*WORK TO COMPLETE*: Images don't belong in the copy. Output the rest of the data exactly.

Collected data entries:
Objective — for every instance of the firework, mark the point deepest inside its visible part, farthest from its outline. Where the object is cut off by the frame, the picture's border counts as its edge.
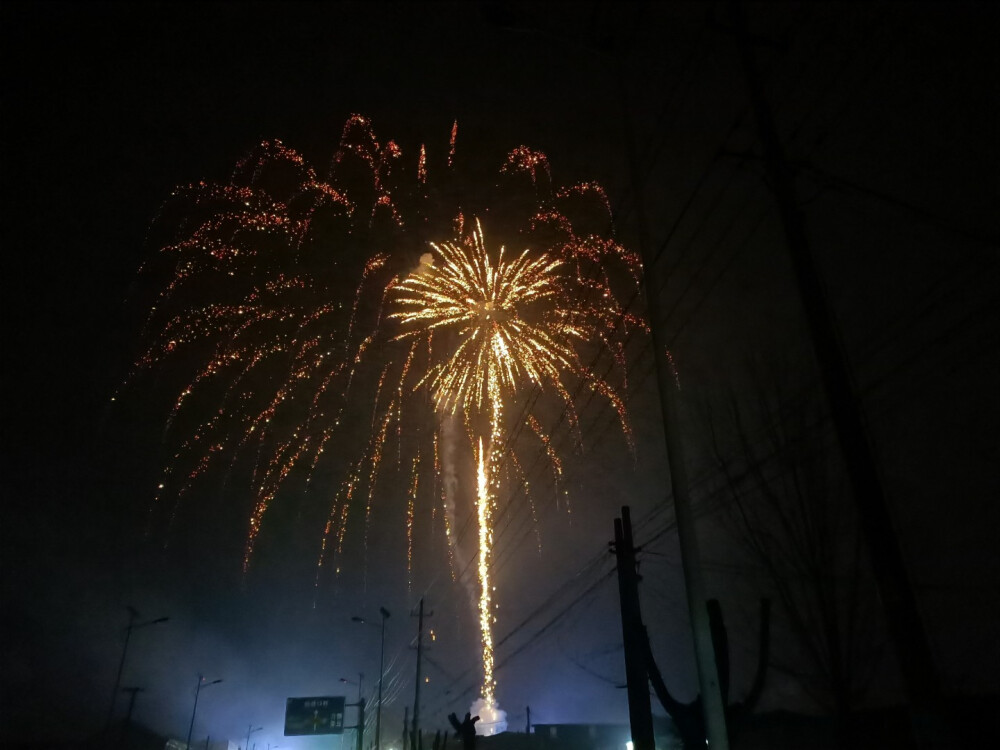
(470, 338)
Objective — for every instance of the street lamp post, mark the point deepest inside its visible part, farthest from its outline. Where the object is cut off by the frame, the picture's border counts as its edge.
(381, 670)
(250, 729)
(132, 625)
(197, 691)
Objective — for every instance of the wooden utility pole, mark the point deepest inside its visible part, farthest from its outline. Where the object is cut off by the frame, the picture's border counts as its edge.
(687, 534)
(639, 713)
(900, 605)
(361, 723)
(416, 692)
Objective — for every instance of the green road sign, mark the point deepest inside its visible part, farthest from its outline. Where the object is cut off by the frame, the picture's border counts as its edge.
(322, 715)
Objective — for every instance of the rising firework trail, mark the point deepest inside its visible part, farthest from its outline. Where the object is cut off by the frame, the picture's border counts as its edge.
(460, 348)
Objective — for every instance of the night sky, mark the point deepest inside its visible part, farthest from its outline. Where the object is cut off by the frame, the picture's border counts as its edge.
(888, 113)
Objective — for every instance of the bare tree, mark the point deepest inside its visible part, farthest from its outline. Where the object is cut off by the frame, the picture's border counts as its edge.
(789, 506)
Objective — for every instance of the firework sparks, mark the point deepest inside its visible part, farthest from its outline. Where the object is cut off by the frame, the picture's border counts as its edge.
(255, 292)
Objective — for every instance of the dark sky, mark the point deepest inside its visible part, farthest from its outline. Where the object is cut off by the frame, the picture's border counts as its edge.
(889, 113)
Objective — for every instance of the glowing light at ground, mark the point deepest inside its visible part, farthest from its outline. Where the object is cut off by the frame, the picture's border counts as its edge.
(465, 343)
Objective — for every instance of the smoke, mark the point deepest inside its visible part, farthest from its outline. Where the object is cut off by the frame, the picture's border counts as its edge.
(452, 438)
(492, 719)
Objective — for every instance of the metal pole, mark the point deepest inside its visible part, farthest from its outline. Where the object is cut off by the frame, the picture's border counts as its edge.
(132, 614)
(381, 670)
(640, 715)
(197, 691)
(194, 710)
(687, 532)
(416, 692)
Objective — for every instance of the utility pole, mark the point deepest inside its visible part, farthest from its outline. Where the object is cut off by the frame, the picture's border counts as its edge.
(416, 692)
(132, 691)
(639, 712)
(898, 600)
(687, 533)
(132, 625)
(361, 723)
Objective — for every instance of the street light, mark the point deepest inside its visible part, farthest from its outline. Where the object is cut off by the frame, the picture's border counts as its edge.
(381, 670)
(250, 729)
(132, 625)
(201, 684)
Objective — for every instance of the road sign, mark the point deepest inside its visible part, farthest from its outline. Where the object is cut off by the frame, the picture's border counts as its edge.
(321, 715)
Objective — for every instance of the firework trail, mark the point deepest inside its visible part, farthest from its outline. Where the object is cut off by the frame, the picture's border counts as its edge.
(461, 344)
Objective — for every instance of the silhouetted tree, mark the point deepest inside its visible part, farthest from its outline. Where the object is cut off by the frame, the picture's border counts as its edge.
(789, 508)
(689, 717)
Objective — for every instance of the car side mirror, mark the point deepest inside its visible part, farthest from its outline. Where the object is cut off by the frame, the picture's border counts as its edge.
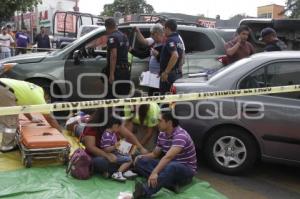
(77, 56)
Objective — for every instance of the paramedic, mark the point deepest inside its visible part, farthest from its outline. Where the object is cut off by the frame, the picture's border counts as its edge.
(117, 61)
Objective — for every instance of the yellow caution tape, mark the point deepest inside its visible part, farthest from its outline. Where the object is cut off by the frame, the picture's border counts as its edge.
(145, 100)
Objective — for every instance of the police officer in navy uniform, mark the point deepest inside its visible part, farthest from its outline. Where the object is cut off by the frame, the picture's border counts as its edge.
(117, 61)
(170, 58)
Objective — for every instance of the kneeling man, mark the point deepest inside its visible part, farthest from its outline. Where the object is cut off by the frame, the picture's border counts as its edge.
(176, 167)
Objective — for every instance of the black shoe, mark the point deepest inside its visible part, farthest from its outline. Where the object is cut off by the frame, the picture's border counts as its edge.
(139, 191)
(174, 188)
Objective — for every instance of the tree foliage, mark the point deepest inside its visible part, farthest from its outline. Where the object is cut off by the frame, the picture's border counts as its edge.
(293, 6)
(127, 7)
(9, 7)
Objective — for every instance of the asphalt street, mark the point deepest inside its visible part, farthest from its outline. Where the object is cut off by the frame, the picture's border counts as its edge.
(265, 181)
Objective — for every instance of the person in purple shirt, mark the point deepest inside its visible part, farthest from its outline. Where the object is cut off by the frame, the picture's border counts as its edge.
(22, 41)
(108, 143)
(176, 167)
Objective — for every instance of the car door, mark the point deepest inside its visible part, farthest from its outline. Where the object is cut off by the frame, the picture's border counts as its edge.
(274, 119)
(201, 51)
(84, 75)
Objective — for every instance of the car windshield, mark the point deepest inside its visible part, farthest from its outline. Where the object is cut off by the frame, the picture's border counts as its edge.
(228, 69)
(83, 38)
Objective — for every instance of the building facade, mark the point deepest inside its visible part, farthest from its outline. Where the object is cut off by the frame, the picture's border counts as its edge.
(272, 11)
(43, 14)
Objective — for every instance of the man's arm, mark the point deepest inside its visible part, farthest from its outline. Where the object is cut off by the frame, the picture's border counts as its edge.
(170, 155)
(109, 149)
(153, 155)
(52, 122)
(131, 138)
(113, 62)
(147, 136)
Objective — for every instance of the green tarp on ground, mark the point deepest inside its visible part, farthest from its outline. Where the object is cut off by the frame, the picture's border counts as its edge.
(52, 182)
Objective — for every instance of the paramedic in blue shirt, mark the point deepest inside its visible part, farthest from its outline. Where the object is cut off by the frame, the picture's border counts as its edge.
(22, 40)
(170, 58)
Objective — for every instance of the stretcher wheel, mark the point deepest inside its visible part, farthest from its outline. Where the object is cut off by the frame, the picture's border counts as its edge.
(28, 162)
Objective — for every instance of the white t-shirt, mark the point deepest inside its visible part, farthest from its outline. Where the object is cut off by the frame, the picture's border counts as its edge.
(5, 41)
(154, 66)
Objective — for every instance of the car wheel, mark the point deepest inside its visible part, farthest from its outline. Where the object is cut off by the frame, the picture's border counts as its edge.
(231, 150)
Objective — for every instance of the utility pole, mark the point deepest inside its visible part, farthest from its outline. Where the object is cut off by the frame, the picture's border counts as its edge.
(76, 8)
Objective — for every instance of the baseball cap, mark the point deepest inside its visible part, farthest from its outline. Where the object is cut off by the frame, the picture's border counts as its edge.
(265, 32)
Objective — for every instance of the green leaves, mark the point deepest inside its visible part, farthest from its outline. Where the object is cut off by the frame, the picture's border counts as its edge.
(293, 6)
(127, 7)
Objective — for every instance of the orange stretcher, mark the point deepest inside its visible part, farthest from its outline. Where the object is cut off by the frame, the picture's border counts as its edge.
(41, 141)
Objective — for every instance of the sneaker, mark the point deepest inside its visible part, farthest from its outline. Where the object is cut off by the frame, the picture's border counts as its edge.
(138, 191)
(105, 175)
(118, 176)
(129, 174)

*YOUR RESPONSE*:
Objective — for every instance of the firework, mark the point deepest inside its visible part, farthest from its outline. Where the object is cut off by the frame, the picture's border counts as its edge.
(470, 338)
Objective — for every instance of the street lamp post, mark the point deepest inside its visible part, farthest from its outline. Where the object is cut off by the frame, the picture's border counts as its edge.
(381, 670)
(250, 729)
(132, 625)
(197, 691)
Objective — for every instance of the wooden utility pole, mark the point deepest inside its visible part, farthest from its outline. Where the object is cut off by the frame, the picture's border counts as its edge.
(687, 534)
(639, 713)
(900, 605)
(361, 723)
(416, 692)
Objective — for every instance of the green road sign, mark the point deepest inside its visible part, farthest from its outline. Where the object is cut off by the frame, the picture's border counts as its edge.
(322, 715)
Objective — for every instance of the rising firework trail, mark the point deepest inside its visible part, farthest from its outline. Where the object is cut off by the frame, the picture's border counts as its edge.
(460, 348)
Objective — for every instance of the night sky, mark the point deepest inside its visible part, farthest from its outline. Where the object is cut off by the frame, the picture's border counts as its edge.
(888, 113)
Objective — for every instance of the bare tree, mark the point deepest inside its visible part, farthest from its outline. Where the object is cut off by the frame, the picture's border counts as its edge.
(789, 506)
Objective — for every instance of the firework sparks, mark the point deepest inside its visible part, farthest from its outline. Where the object is cut off by the frame, the picture's border counts as its edge.
(255, 292)
Objective — for every instance of the dark sky, mark the point deepest inside its visible part, farthest from its outline. Where the object is cut off by the frame, the picture's border counts as its edge.
(889, 113)
Objective — for every instance of the glowing light at ground, mark the point deepest inside its visible part, farthest from its outline. Where the object is cut off by the frame, the picture's border counts as its edge.
(465, 343)
Objective — for every instance of the smoke, mark the point deepest inside its visible part, farthest from its outline. Where the object is cut off by the frame, the picture's border counts as its edge.
(452, 438)
(492, 719)
Objective — for every instance of the metal pole, mark the point deepest inside its visible part, farthest from its outline. Where the object is cut off by the frame, the picture's border counts as its edge.
(132, 614)
(381, 670)
(640, 715)
(197, 691)
(194, 710)
(687, 532)
(416, 692)
Objective — for every instance of the utility pole, mark the point deepest inside its visible part, farthest from its outline. Where the object is cut off by the frame, the picture's border counts as its edge.
(416, 692)
(132, 691)
(639, 712)
(898, 600)
(687, 533)
(132, 625)
(361, 723)
Objective — for every instance of the street light, mark the point deepest inside its visible part, farthest from its outline. Where the object is cut off by the frame, the picture's border counts as its edge.
(381, 670)
(250, 729)
(132, 625)
(201, 684)
Objective — for every instance of the road sign, mark the point deepest inside its visible part, farthest from its outline. Where the object is cut off by the frame, the picture's border counts as its edge.
(321, 715)
Objective — for every instance of the firework trail, mark the point deepest inside its visible part, farthest from its outline. Where the object is cut off by the frame, the picture's border counts as its edge.
(461, 344)
Objective — for every instance of the silhouetted tree, mark the point deepest inside its visible part, farthest from its outline. Where the object is cut off by the frame, the picture's border counts as its edge.
(789, 508)
(689, 717)
Objective — for every instance of the car side mirror, mark the point deepest inside its visible part, farthest from its outline. Where the object is cut off by the frame, the picture's border counts as its edge.
(77, 56)
Objective — for every instance of the paramedic, mark the point deepest inside its visible part, farthest from its outline. Where the object is cut off by the frame, the picture's border counts as its edge.
(117, 61)
Objective — for every instance of the yellow caution tape, mark the point deepest inside its visible part, farthest from its outline. Where the object is cut off by the frame, the picture's border counts as its edge.
(145, 100)
Objective — for every instance of the police officer in navy uniform, mark the point deepest inside its visible part, farthest from its outline. Where the object is cut off by the frame, the picture's border counts as its edge.
(117, 61)
(170, 58)
Objective — for every instance of the kneeling man, mark the point deepest inside its visible part, farthest from its outline. Where the object is cut off by the frame, the picture's border counts as its edge.
(176, 167)
Objective — for every instance of the black shoe, mark the point deepest inside its visible part, farthest from its outline. Where the object is cut off by the frame, the picture's border counts as its edge.
(139, 191)
(174, 188)
Objective — for every instance of the tree foliage, mark the point deepest inside its visible part, farthest from its outline. Where the object is cut off by the frame, the picture's border counts as its edge.
(293, 6)
(127, 7)
(9, 7)
Objective — for every instance of the asphalt street, mark the point deepest inside its visible part, farthest from its outline. Where the object is cut off by the frame, the picture's border counts as its edge.
(265, 181)
Objective — for every instance of the person in purple shirt, mark the point deepest inside its visible part, farthest from its outline. Where the object is cut off by the frame, the picture's border counts as its edge.
(22, 41)
(108, 143)
(176, 167)
Objective — for every instance of the car door, mark the point deepest inside its visible part, farthest from its outline. Where the object is cut off by the frame, the picture's border counts as its edge.
(274, 119)
(201, 51)
(84, 75)
Objective — for every instance of the car windshield, mark the point deepest inside its visible part, farthest from its outline. Where the object is cut off by the frame, the picture's border counts as its edge.
(228, 69)
(83, 38)
Objective — for every instance of the building facade, mark the point deepest inside its visible part, farthest from its outline. Where the object is cut off by the frame, the picture's border counts as its edge.
(272, 11)
(43, 14)
Objective — for every instance of the man's arm, mark the point deepest inside its visible part, farthest from its outline. Where the object is cut off by the frame, the picture's border counts as its edge.
(170, 155)
(109, 149)
(153, 155)
(52, 122)
(131, 138)
(113, 62)
(147, 136)
Objective — for every instance of the green tarp on ground, mark the point deepest inside its visible part, farthest from its outline. Where the object is cut off by the frame, the picture's border counts as its edge.
(52, 182)
Objective — for every instance of the paramedic in blue shirt, mark the point deepest inside its visible part, farthest from its outline. Where the object is cut off by the frame, the picture's border counts as its edge.
(22, 40)
(170, 58)
Objective — for every instance of the stretcher wheel, mark the point deepest inside its visible part, farthest from its outline. Where the object is cut off by the frame, the picture's border counts as its edge.
(28, 162)
Objective — for every instance of the white t-shirt, mark the point deepest inside its visible part, farthest from its outline. Where the object is cut off by the frame, the picture's border counts as its edge.
(5, 41)
(154, 66)
Objective — for every instance of the car wheel, mark the point deepest inside its visible part, farthest from its outline. Where the object is cut off by the frame, the picture's border counts as its edge.
(231, 150)
Objective — for every instance of the utility pole, mark the point deepest inside its visible part, farthest from its outline. Where the object is cut off by the frame, the picture's border counts as its edge.
(76, 8)
Objective — for every instance of the baseball cap, mark the point deepest inside its visible part, farthest from its outline. Where the object is cut off by the frame, the picture's border counts as its edge.
(265, 32)
Objective — for every instance of the green leaves, mark the point deepest inside its visible part, farthest from its outline. Where the object is cut off by the frame, the picture's border counts as its edge.
(293, 6)
(127, 7)
Objective — for every instance of the orange stretcher, mark the point deepest inside its visible part, farthest from its outline. Where the object is cut off by the frame, the picture's border counts as its edge.
(41, 141)
Objective — for every instance of the sneaker, mark the point deepest inside its visible part, farthest from its outline. Where the object is cut off by the frame, the picture's border counts as its edge.
(138, 191)
(105, 175)
(118, 176)
(129, 174)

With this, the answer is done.